◆ What you should do: Scan the lines below and report each one containing "balloon" by copying it.

◆ Material provided:
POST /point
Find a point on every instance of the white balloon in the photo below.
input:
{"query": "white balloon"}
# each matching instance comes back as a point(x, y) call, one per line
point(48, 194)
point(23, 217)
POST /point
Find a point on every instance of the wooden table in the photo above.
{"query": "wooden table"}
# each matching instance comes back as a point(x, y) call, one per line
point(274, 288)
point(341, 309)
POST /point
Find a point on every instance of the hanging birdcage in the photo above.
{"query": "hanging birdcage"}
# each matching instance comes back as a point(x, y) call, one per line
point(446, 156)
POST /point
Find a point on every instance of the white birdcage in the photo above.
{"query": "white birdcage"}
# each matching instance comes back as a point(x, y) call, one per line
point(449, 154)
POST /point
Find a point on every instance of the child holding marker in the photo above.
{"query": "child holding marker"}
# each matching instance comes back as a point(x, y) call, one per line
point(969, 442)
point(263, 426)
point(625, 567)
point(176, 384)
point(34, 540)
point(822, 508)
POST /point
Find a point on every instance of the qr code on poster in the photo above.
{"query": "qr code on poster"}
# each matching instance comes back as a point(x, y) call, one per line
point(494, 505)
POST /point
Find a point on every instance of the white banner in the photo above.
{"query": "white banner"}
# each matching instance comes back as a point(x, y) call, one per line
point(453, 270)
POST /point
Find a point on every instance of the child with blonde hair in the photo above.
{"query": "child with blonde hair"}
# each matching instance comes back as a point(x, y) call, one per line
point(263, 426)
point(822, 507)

* * *

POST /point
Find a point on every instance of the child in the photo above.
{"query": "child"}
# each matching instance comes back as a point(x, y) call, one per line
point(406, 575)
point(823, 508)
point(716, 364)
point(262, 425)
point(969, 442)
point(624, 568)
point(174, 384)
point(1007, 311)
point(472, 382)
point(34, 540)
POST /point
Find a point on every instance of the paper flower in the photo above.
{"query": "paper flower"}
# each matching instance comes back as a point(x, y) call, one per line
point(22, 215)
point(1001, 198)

==

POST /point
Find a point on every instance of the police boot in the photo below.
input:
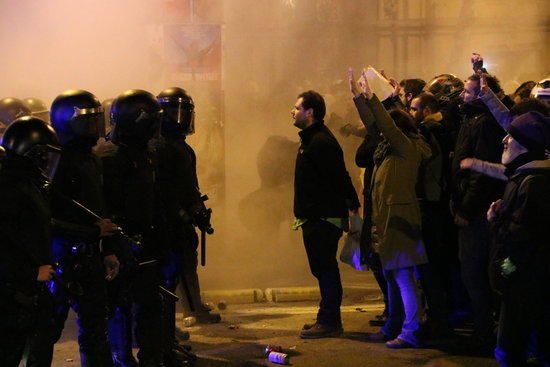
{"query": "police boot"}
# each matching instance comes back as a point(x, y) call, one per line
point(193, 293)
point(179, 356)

◆ Result for this exercise:
Find a point on every instance of the white balloon in the photo below.
{"query": "white balloon"}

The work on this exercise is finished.